[START Listed entries]

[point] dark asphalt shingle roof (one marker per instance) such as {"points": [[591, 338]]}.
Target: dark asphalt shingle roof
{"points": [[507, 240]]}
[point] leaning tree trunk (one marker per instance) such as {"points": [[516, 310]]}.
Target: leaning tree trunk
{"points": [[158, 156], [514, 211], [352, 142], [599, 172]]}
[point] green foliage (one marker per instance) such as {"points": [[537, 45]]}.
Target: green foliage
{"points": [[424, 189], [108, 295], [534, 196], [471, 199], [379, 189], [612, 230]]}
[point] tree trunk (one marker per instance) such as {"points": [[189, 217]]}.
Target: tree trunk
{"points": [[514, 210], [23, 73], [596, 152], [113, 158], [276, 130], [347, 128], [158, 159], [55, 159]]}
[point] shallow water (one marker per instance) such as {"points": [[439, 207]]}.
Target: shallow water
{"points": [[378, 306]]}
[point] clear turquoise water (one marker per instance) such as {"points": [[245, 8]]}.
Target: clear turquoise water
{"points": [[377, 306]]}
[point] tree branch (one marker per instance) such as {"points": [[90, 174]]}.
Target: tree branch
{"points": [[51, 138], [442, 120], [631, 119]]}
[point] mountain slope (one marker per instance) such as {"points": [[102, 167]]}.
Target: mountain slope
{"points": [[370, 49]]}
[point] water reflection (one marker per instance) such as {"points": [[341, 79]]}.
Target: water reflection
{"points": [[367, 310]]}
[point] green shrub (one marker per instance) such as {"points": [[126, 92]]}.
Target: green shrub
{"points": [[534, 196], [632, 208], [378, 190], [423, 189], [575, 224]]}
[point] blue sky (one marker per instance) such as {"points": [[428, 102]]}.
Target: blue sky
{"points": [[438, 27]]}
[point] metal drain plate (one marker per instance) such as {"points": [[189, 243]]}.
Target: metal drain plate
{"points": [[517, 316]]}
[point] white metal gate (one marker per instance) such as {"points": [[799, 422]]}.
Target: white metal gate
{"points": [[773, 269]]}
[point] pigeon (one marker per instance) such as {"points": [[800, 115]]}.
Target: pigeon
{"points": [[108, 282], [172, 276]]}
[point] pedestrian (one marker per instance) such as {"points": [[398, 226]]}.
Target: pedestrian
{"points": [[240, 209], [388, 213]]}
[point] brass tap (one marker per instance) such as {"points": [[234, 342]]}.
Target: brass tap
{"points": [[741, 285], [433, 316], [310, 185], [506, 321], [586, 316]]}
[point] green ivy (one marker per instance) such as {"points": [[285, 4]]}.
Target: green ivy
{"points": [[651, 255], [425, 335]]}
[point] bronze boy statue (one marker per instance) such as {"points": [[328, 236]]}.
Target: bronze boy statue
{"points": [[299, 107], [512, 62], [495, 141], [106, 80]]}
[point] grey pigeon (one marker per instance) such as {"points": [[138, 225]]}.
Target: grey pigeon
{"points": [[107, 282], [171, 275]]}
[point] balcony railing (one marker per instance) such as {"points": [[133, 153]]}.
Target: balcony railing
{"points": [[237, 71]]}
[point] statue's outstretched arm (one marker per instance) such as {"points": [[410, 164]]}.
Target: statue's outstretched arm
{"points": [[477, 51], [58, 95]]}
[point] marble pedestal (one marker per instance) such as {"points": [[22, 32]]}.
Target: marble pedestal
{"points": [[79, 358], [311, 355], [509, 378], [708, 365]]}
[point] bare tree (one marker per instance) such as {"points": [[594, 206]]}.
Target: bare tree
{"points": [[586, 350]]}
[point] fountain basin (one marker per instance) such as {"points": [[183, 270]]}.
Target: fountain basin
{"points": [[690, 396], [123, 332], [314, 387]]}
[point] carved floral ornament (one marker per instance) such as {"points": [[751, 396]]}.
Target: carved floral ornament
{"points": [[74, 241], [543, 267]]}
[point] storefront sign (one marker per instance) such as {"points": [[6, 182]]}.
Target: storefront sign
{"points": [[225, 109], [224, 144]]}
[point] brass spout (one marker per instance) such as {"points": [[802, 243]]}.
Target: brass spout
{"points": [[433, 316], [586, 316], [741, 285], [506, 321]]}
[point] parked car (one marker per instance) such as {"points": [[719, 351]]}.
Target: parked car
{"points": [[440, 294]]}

[END Listed entries]

Return every line of the records above, unchanged.

[point] dark asphalt shingle roof (one marker per instance) such as {"points": [[591, 338]]}.
Target: dark asphalt shingle roof
{"points": [[507, 240]]}
[point] leaning tree trunk (one marker per instance) such as {"points": [[516, 310]]}.
Target: leaning tree trunk
{"points": [[158, 156], [514, 211], [352, 142], [599, 172]]}
[point] green foliage (one marker per instance) such as {"points": [[537, 45]]}.
Target: green foliage
{"points": [[424, 189], [108, 295], [534, 196], [471, 199], [379, 189], [612, 230]]}
[point] tree trunk (one marker per instance) such as {"points": [[189, 217]]}.
Target: tree trunk
{"points": [[514, 210], [23, 73], [596, 152], [113, 158], [276, 130], [347, 128], [158, 159], [55, 159]]}
[point] shallow water (one marker per instance) such as {"points": [[439, 207]]}.
Target: shallow water
{"points": [[378, 306]]}
[point] clear turquoise water (one marker per instance) such as {"points": [[245, 8]]}.
Target: clear turquoise water
{"points": [[377, 306]]}
[point] tree branch (one marker per instance) such as {"points": [[90, 174]]}.
Target: tree branch
{"points": [[51, 138], [442, 120], [631, 119]]}
[point] mountain slope (one marker per instance) such as {"points": [[102, 167]]}.
Target: mountain slope
{"points": [[370, 49]]}
[point] water reflection (one marker per instance) such as {"points": [[341, 79]]}.
Target: water reflection
{"points": [[367, 310]]}
[point] green shrub (one marker per instance) such as {"points": [[126, 92]]}.
Target: green shrub
{"points": [[534, 196], [632, 208], [378, 190], [423, 189], [575, 224]]}
[point] blue sky (one marker per instance) such as {"points": [[428, 102]]}.
Target: blue sky
{"points": [[438, 27]]}
[point] metal drain plate (one marker per instance) such as {"points": [[189, 243]]}.
Target: metal drain plate
{"points": [[517, 316]]}
[point] white metal gate (one marker per instance) such as {"points": [[799, 422]]}.
Target: white metal gate
{"points": [[773, 269]]}
[point] pigeon (one marker per instance) such as {"points": [[800, 115]]}.
Target: pigeon
{"points": [[108, 282], [172, 276]]}
[point] pedestrian (one marker per instance) such as {"points": [[398, 226]]}.
Target: pedestrian
{"points": [[240, 209], [388, 213]]}
[point] brass tap (one marker per instance) such as {"points": [[234, 342]]}.
Target: brass tap
{"points": [[741, 285], [433, 316], [310, 185], [506, 321], [586, 316]]}
[point] green ivy (one marker per instance) such as {"points": [[285, 4]]}.
Target: green ivy
{"points": [[651, 255], [425, 335]]}
[point] bronze boy statue (one marker per instance) such as {"points": [[328, 236]]}.
Target: bronze boy statue
{"points": [[299, 107], [512, 62], [495, 141], [106, 80]]}
[point] grey pigeon (one marker per instance) such as {"points": [[138, 225]]}.
Target: grey pigeon
{"points": [[107, 282], [171, 275]]}
[point] balcony railing (one marker per instance) such as {"points": [[133, 153]]}.
Target: balcony railing
{"points": [[237, 71]]}
[point] statue's outstretched arm (one marker per instance) such as {"points": [[410, 164]]}.
Target: statue's outstretched arm
{"points": [[477, 51], [58, 95]]}
[point] marble pedestal (one marker per instance) such as {"points": [[22, 32]]}.
Target: marble pedestal
{"points": [[79, 358], [311, 355], [509, 378], [708, 365]]}
[point] bare tree (one marker per instance) such as {"points": [[594, 206]]}.
Target: bare tree
{"points": [[586, 350]]}
[point] fountain basin (one marker per instance) such as {"points": [[183, 270]]}.
Target: fountain basin
{"points": [[690, 396], [123, 332], [314, 387]]}
[point] carved floral ornament (one marker per instance) such as {"points": [[751, 396]]}.
Target: carved floral ornament
{"points": [[74, 241], [543, 267]]}
[point] storefront sign (one marker per instance) such as {"points": [[6, 182]]}.
Target: storefront sign
{"points": [[225, 109], [224, 144]]}
[point] brass spout (one marker per instance) such as {"points": [[802, 243]]}.
Target: brass spout
{"points": [[433, 316], [586, 316], [741, 285], [506, 321]]}
[point] parked car (one marker per instance) such as {"points": [[719, 351]]}.
Target: parked car
{"points": [[440, 294]]}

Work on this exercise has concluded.